SUPPLIED RECORDS
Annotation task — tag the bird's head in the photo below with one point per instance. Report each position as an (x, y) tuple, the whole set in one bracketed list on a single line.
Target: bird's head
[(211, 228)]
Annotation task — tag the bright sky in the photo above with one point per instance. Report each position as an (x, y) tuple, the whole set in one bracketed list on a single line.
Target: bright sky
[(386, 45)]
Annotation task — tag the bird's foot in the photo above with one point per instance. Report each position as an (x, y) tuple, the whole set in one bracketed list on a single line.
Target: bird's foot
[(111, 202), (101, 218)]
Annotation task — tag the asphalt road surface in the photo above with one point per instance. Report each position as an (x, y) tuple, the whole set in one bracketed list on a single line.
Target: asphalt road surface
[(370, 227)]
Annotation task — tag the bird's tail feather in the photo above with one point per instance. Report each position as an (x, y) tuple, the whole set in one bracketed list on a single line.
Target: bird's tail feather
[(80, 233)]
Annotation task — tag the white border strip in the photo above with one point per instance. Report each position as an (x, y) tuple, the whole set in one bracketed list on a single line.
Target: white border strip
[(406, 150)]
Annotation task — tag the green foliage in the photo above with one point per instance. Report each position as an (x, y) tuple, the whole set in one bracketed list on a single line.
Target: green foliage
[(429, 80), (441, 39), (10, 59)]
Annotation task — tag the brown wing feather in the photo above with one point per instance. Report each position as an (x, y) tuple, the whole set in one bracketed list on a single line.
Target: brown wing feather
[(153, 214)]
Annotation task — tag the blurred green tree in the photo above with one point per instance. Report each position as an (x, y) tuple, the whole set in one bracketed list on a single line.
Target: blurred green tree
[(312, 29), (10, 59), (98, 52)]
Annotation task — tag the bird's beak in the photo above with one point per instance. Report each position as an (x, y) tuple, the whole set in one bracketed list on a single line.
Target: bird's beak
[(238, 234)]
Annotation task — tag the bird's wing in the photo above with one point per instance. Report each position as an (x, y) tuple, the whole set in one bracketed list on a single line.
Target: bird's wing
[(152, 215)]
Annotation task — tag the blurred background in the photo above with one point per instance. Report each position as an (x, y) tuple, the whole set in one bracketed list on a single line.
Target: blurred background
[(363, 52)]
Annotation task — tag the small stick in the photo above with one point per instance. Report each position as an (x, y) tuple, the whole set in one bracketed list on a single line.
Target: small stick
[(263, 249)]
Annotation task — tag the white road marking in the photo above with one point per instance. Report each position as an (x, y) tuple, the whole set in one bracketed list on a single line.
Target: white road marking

STATED EXERCISE
Rewrite all of the items above, changing "tuple" to "pair" everywhere and leaving everything else as it is.

FULL ANSWER
Annotation task — tag the bird's head in the photo below with one point per instance. Report each position as an (x, y) pair, the whole set in one bracketed list on a single line.
Target: bird's head
[(211, 228)]
Annotation task — tag the bright sky in the photo above with one point per instance. Report each position as an (x, y) pair, the whole set in one bracketed list on a single line.
Target: bright sky
[(386, 45)]
Annotation task — tag the bird's foot in the photo above with one point per instance. Report each position as an (x, y) pair, the whole set in one bracketed list on a single line.
Target: bird's foot
[(111, 202), (101, 218)]
Annotation task — tag the asphalt road surface in the photo above with one point per instance. Report each position as an (x, y) pair, the whole set in one bracketed list on a single line.
Target: asphalt road surface
[(370, 227)]
Annotation task — tag the bird's tail feather in the photo above with one point per instance. Report each position as an (x, y) pair, the whole set in one bracketed list on a single line.
Target: bird's tail feather
[(80, 233)]
Annotation task — tag the white border strip in the photo above with one point per instance. Report each position as an (x, y) pair, the whole set in one bracketed list on a single line.
Target: white border strip
[(406, 150)]
Annotation task — tag the green foliage in the photo above with one point per instance. Report each position as an (x, y) pair, the whole set in one bracketed list on a single line.
Target: green foliage
[(429, 80), (441, 39), (10, 59)]
Annotation task — tag the brown wing feather in the photo above with one point per instance. Report each position as an (x, y) pair, the whole set in one bracketed list on a single line.
Target: brown wing feather
[(153, 214)]
Annotation task — tag the blurred green tree in the photo above with one point per instance. Report each position as an (x, y) pair, the whole set in one bracketed list on a single line.
Target: blurred green tree
[(312, 29), (10, 59), (98, 52)]
Annotation task — tag the bird's beak in the photo above with one point per instance. Report each position as an (x, y) pair, the whole set in one bracketed list on a single line.
Target: bird's beak
[(238, 234)]
Annotation task — tag the bird's wing in the photo above with one point per instance. Report each position as an (x, y) pair, the whole set in one bracketed list on a single line.
Target: bird's wing
[(152, 215)]
Annotation task — tag the blurred background in the photo above with one point per instance. Report each position as an (x, y) pair, the whole set in one bracketed list on a single line.
Target: blurred background
[(363, 52)]
Annotation task — tag the small stick in the photo above with one point per instance. Report each position as an (x, y) pair, the whole set in one bracketed list on a single line.
Target: small stick
[(263, 249)]
Annotation task — tag the white road marking in the photo above with one point per instance. Report each position as an (x, y) pair, the whole set in one bracketed list on a single line.
Target: white road marking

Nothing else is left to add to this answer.